Boiling Point Workshop Offers ‘Alternative To Violence’ By Exploring The Makeup Of Anger

Look around you.

See the anger out there?

Some examples are easy to spot. Random shootings by deranged surfers. Planned bombings by societal fringe-dwellers. Brutal beatings by abusive spouses.

Those are only the obvious illustrations.

Some are far less recognizable.

When you watch Dennis Miller excoriate a politician with his trademark smirk, that’s anger. The same is true with tabloid stories that mock the expanding waistlines of famous movie stars. Ditto the silent treatment many teenagers hurl at their parents.

The question is: Where does it come from?

And the associated problem that many mental health professionals face is: What do we do about it?

John Lee believes he has an answer.

The Texas author/teacher/therapist has made anger his life’s work. In seminars such as the one he will hold at Gonzaga University on Saturday, Lee offers what he calls “an alternative to violence.”

It’s an option that Ken Cochran and Lori Hansel have taken to heart.

Cochran and Hansel, counselors at Shaw Middle School, arranged for Lee’s third visit to Spokane. During his first stay in 1994, Lee led an anger workshop. A year later, he was part of a three-day men’s conference overseen by Robert Bly.

============================================================

In the article on the anger workshop, where will John Lee hold his seminar on Saturday?

============================================================

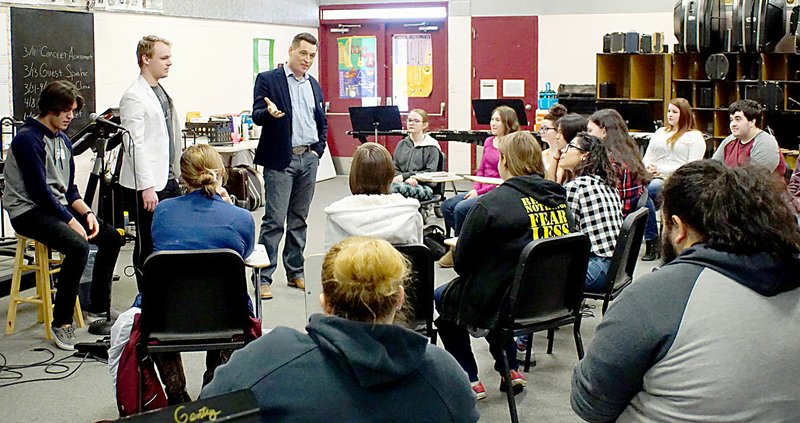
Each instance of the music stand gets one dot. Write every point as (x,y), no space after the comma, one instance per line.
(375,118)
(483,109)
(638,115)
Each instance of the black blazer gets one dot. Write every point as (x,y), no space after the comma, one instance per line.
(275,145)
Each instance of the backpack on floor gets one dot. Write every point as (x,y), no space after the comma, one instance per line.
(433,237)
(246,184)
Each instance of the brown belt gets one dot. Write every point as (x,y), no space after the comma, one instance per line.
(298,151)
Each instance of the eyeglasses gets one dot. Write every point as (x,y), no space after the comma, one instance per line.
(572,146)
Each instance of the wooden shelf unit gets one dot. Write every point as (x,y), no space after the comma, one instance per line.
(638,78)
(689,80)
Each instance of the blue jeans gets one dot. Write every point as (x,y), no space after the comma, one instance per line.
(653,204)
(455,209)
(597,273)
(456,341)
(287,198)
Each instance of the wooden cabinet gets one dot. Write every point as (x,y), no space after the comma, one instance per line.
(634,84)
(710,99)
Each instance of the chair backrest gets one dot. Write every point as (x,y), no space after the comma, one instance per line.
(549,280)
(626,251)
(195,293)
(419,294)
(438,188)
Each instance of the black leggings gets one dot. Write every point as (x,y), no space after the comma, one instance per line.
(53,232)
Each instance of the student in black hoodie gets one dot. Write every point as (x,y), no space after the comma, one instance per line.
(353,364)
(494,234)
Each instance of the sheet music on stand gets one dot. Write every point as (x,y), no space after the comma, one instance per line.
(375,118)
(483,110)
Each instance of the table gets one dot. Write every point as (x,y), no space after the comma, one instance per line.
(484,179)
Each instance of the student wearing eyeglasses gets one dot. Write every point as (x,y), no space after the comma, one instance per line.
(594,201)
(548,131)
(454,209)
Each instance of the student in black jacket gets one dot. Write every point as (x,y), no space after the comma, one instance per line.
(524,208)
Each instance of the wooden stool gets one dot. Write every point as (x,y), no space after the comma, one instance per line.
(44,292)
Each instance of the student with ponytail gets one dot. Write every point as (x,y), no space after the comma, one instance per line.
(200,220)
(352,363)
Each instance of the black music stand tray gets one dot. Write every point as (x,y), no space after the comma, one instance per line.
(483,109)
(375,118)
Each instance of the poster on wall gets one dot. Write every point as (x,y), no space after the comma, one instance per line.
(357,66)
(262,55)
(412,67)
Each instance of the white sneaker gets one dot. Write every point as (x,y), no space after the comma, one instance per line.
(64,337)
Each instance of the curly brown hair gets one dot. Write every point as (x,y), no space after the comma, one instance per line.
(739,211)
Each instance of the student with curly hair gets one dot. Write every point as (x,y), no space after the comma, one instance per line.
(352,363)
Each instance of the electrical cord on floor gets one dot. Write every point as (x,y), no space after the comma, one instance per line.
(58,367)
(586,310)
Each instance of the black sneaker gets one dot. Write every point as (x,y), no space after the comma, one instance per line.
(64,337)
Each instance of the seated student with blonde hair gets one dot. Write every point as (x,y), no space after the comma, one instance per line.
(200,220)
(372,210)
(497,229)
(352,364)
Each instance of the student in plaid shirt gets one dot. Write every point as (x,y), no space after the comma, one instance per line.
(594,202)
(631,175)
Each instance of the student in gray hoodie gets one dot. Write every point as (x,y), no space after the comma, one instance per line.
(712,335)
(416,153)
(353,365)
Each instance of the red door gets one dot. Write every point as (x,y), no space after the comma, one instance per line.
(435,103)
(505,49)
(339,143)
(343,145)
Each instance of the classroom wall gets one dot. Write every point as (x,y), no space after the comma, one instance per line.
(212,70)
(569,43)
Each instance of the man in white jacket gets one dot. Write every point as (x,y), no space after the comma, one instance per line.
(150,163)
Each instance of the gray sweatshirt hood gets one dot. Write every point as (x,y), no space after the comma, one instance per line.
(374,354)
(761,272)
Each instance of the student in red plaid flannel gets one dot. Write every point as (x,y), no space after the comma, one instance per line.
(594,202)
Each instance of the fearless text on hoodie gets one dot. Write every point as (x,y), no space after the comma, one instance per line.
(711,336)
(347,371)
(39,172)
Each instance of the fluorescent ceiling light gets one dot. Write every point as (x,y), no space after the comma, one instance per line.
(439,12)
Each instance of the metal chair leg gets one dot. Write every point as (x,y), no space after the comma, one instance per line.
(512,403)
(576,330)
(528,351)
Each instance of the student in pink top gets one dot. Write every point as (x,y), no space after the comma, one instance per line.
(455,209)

============================================================

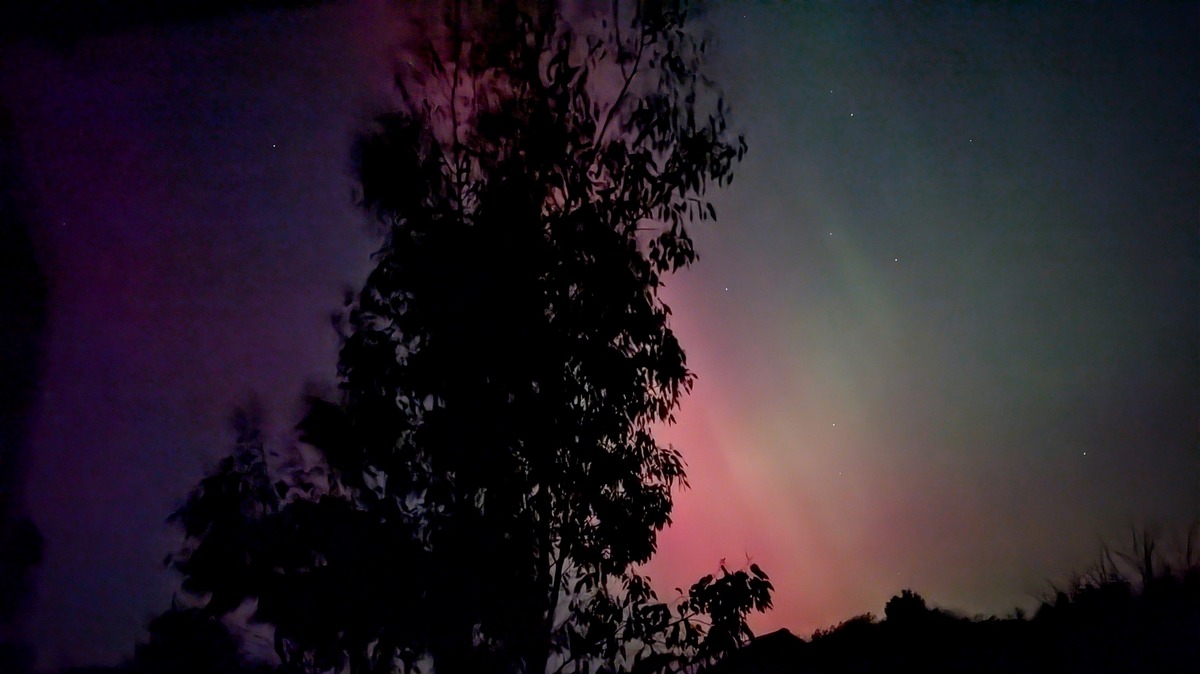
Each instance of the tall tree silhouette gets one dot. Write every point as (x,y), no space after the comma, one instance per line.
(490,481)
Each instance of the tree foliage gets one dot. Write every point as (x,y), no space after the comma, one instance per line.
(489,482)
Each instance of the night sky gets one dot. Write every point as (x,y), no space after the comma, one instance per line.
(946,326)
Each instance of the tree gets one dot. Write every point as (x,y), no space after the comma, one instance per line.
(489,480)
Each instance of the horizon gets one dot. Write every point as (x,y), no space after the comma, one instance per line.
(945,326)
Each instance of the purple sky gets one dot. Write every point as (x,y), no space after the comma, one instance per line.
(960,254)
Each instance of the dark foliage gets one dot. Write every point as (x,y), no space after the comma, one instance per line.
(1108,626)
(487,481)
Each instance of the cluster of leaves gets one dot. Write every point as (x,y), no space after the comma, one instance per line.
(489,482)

============================================================

● **Response area**: At Gonzaga University.